**DIRECTIVE**
The records below are to be repeated in full, exactly as they are.

Entries from a pointing dataset
______________________________

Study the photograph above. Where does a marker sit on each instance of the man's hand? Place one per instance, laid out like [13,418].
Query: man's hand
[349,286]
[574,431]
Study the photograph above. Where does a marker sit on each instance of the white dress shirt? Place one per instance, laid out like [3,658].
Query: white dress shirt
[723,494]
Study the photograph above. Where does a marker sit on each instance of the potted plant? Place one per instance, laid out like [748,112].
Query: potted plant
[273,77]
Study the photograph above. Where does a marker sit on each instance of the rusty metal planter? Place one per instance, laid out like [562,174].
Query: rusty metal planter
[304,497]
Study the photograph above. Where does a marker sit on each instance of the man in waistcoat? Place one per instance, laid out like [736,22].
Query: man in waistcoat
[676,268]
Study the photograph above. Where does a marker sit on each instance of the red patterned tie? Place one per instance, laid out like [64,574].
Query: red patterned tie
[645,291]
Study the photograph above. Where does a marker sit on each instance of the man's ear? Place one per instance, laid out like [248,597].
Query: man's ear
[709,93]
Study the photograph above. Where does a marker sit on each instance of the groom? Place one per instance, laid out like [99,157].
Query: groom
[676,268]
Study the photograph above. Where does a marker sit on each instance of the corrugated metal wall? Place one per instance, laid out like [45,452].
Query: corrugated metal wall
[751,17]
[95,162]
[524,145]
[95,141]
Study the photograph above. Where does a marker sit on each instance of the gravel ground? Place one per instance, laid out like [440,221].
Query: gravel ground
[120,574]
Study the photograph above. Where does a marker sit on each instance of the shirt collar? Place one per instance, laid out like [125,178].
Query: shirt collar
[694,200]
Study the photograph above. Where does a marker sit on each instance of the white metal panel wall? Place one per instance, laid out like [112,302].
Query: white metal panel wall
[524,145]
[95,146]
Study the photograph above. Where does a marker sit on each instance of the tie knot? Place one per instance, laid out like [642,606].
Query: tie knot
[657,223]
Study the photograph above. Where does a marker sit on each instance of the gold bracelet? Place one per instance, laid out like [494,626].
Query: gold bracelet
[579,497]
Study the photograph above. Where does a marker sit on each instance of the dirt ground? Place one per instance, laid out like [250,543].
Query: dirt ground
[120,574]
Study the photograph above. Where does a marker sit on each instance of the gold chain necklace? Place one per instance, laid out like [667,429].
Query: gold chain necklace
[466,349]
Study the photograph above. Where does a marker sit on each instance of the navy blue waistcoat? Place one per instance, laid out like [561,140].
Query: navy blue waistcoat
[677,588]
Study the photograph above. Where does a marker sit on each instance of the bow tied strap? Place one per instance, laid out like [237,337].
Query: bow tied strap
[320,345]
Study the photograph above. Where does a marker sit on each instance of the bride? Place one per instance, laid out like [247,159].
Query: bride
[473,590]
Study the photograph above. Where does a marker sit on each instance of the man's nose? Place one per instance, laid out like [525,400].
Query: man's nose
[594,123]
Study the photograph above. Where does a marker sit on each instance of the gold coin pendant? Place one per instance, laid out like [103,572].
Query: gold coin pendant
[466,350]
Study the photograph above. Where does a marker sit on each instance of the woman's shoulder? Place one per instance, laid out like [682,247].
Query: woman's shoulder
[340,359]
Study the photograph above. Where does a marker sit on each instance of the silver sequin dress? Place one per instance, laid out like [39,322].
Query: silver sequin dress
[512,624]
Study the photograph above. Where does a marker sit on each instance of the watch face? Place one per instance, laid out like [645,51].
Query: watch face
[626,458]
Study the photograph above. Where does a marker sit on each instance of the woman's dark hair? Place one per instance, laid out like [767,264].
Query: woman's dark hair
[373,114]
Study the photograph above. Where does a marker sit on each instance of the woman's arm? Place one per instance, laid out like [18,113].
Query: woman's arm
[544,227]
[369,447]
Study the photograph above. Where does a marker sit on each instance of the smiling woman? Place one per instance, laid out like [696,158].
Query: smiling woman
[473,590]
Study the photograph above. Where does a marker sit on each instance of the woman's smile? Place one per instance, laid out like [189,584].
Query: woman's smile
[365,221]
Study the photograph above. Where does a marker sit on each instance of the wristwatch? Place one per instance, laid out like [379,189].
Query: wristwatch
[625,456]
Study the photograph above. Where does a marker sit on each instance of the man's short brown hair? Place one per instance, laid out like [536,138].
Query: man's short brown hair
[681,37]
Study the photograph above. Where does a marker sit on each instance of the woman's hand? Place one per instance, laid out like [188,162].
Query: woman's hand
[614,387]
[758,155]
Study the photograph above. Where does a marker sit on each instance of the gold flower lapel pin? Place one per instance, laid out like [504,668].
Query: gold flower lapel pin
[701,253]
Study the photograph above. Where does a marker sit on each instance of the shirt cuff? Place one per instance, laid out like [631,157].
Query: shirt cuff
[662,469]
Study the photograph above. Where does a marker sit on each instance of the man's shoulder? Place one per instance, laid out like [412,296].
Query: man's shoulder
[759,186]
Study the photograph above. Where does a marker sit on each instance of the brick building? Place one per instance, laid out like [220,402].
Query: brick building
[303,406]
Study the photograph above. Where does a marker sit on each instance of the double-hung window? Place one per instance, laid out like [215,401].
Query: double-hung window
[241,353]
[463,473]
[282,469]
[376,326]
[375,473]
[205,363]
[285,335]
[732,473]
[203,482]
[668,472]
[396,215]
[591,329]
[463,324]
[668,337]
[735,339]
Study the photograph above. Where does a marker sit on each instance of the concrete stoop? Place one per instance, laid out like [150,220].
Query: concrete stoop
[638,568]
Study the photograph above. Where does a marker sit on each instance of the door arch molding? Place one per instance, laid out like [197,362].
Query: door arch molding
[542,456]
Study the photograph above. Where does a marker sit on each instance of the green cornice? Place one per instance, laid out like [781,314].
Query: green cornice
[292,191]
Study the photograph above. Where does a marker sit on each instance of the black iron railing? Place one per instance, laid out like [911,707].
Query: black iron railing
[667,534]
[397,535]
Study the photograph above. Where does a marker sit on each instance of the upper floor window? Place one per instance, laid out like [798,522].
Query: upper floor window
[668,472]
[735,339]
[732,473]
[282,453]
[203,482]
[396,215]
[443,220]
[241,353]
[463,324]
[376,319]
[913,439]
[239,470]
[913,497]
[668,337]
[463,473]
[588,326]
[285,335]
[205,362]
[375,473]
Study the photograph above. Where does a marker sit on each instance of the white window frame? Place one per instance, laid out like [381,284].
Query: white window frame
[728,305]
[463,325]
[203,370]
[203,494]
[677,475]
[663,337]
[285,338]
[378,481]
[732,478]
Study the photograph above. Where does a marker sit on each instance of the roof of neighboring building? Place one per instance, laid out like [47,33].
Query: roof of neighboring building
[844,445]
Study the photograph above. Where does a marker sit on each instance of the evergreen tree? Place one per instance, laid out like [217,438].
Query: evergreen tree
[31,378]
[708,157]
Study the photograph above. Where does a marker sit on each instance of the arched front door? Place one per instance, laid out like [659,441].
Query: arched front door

______________________________

**SOLUTION TO THIS PROBLEM**
Study the photograph above. Where does a marker sit on each instance of the man's hand? Place one per instance, laid out like [13,418].
Query: man's hand
[349,286]
[574,431]
Study the photograph above. Where does a marker sit on each instance of the white dress shirt? Place one per instance, laid out like [3,658].
Query: white dress shirt
[723,494]
Study the photograph above. Where does a marker sit on each instance of the potted plant? Place one per instance, laid out like [748,112].
Query: potted plant
[273,77]
Study the photograph above. Where does a marker sit on each instance of the rusty metal planter? Place one per instance, laid out like [562,174].
Query: rusty metal planter
[304,497]
Study the photograph above. Where does a marker sit on each instance of the man in waistcoat? Place one per instance, laid out like [736,22].
Query: man in waistcoat
[676,268]
Study the photograph above. Where does a marker sit on each instance of the red patterned tie? Place one per instance, laid out like [64,574].
Query: red patterned tie
[645,291]
Study the photograph above. Where does a marker sit on each instance of the man's ear? Place one per instance, laid out like [248,597].
Query: man's ear
[709,93]
Study the photograph above. Where does a marker sit on each instance of the groom? Place one per instance, laid out like [99,157].
Query: groom
[676,268]
Study the photograph above. Where does a marker sit on each instance of the corrugated metal wall? Place one per instance, laid out like [45,452].
Query: corrugated metal wall
[751,17]
[95,162]
[524,145]
[95,141]
Study the photograph above. Where does a marker sit on each instance of the gravel ground? Place one per instance, laid out like [440,221].
Query: gravel ground
[120,574]
Study the photograph above. Where does a marker sit on each instance of the shirt collar? Place one per instance, laid out like [125,178].
Query: shirt collar
[694,200]
Study the photograph above. Where does a marker sit on each instance of the white metal panel wall? Place one per instance, laid out like [112,302].
Query: white metal panel wall
[524,145]
[95,146]
Study the photograph above. Where does a marker sit on each instance of the tie knot? Place one per instance, laid out like [642,606].
Query: tie knot
[657,223]
Study the photograph above. Where does a marker sit on each instance of the gold bracelet? Place one per instance, laid out like [494,626].
Query: gold bracelet
[579,497]
Study the photograph above. Where does a marker sit on each instance of the dirt ground? Place one per instance, laid out like [250,543].
Query: dirt ground
[120,574]
Study the photograph above. Where does a marker sit on each instance of the gold chain necklace? Place one per instance, laid out like [667,429].
Query: gold chain necklace
[466,349]
Study the photograph above. Where does a marker sit on each instance of the navy blue waistcoat? Place one per instance, laid out like [561,140].
Query: navy blue waistcoat
[677,588]
Study the photograph above. Where does a marker sit on each instance of the bow tied strap? Place one per instance, laid out like [237,337].
Query: bow tied strap
[320,345]
Study the photograph above. Where does a marker sit on each instance of the bride? Place one per instance, laid out like [247,159].
Query: bride
[473,590]
Study the photograph above. Where does a marker sit on each instance of the man's nose? Place one per instance, laid out like [525,400].
Query: man's nose
[594,123]
Study the photograph above. Where does a marker sit on each instance of the gold coin pendant? Place one per instance, laid out like [103,572].
Query: gold coin pendant
[466,350]
Study the photograph above. Where does a marker sit on each instance of the woman's shoulder? Place one per instance, laid out like [682,247].
Query: woman's shoulder
[340,359]
Study the photograph above. Where does a marker sit on each instance of the silver sequin dress? Place one per instance, laid out like [39,322].
Query: silver sequin dress
[512,624]
Study the photograph above. Where does a marker sit on each instance of the watch face? Place one per instance, laid out like [645,51].
Query: watch face
[626,458]
Study the photograph above. Where does a marker sit on each instance of the woman's dark hair? Place one per instance, laid out like [767,264].
Query: woman's dark hair
[373,114]
Study the photograph above. Where does a marker sit on each instance of the woman's arm? Place one per instance, laid out like [18,113].
Query: woman's arm
[544,227]
[369,447]
Study the photograph above. Where does a marker sit on each instance of the smiling woman? Place one per instance, laid out like [696,158].
Query: smiling woman
[473,590]
Study the photograph above. Where does a marker sit on each instance of the woman's smile? Place one per instance, laid out like [189,584].
Query: woman's smile
[365,221]
Study the photograph above. Where does a marker sit on each instance of the wristwatch? Place one per instance, laid out like [379,189].
Query: wristwatch
[625,456]
Study the photograph above. Where does a marker sit on each instance of the man's short brown hair? Place one per instance, laid out like [536,138].
Query: man's short brown hair
[681,37]
Study the photograph above. Where does a marker sit on each instance of the woman's hand? Place one per instance, laid out like [188,162].
Query: woman's hand
[614,387]
[758,155]
Study the photograph above. Where does a marker sit on each instance of the gold flower lapel pin? Place one per instance, laid out like [504,668].
Query: gold flower lapel pin
[701,253]
Study the photograph above. Where does a marker sit on each instance of the shirt cuff? Place one per instance, laid out like [631,157].
Query: shirt cuff
[662,469]
Study the photograph above. Where does a marker sit on each instance of the man's shoulder? Place one per instance, laid out like [412,296].
Query: man's shoulder
[759,186]
Study the photograph above. Where does a marker sit on each instance of the brick building? Place one per instance, laid out like [220,402].
Query: brick building
[303,406]
Study the photograph above. Where does a marker sit on each instance of the double-hung window? Place one per instance, laid out like [215,401].
Query: double-hung window
[241,353]
[463,473]
[282,469]
[376,326]
[375,473]
[205,363]
[285,335]
[732,473]
[203,482]
[668,472]
[396,215]
[591,329]
[463,324]
[668,337]
[735,339]
Study the photograph above. Where does a marker sit on each instance of the concrete stoop? Place one per instance, laid out like [150,220].
Query: concrete stoop
[638,568]
Study the photograph above. Where does a marker sit on each instance of the door arch molding? Place one per instance, laid out like [197,362].
Query: door arch molding
[542,456]
Study the photograph above. Where does a marker sit on each instance of the green cornice? Place one per instance, laid out like [781,314].
Query: green cornice
[292,191]
Study the photograph above. Where does a marker sit on each instance of the black iron railing? Place one per instance, laid out like [911,707].
Query: black iron railing
[667,534]
[397,535]
Study the photograph above. Where does a marker sit on each instance of the upper floor window? Place one per instance, laid out like [798,522].
Query: upper floor window
[668,472]
[735,339]
[732,473]
[282,453]
[203,482]
[396,215]
[443,220]
[241,353]
[463,324]
[376,319]
[913,439]
[239,470]
[913,497]
[668,337]
[463,473]
[588,326]
[285,335]
[205,362]
[375,473]
Study the photograph above. Where does a marker sit on each instance of the white window frame? Place one per instance, laid out like [381,284].
Query: white window frame
[728,305]
[463,325]
[203,370]
[203,494]
[677,475]
[663,337]
[285,338]
[378,481]
[732,478]
Study the photograph above. Where does a marker sit on each instance of the roof of neighboring building? Place one per instance, laid out like [47,33].
Query: roof of neighboring building
[844,445]
Study the photograph above. Where does a marker sit on each instance of the evergreen tree? Place one per instance, laid out like [217,438].
Query: evergreen tree
[31,378]
[708,157]
Study the photograph above. Where does a marker sit on each instance of the arched front door? Place one per instance, laid out like [659,441].
Query: arched front door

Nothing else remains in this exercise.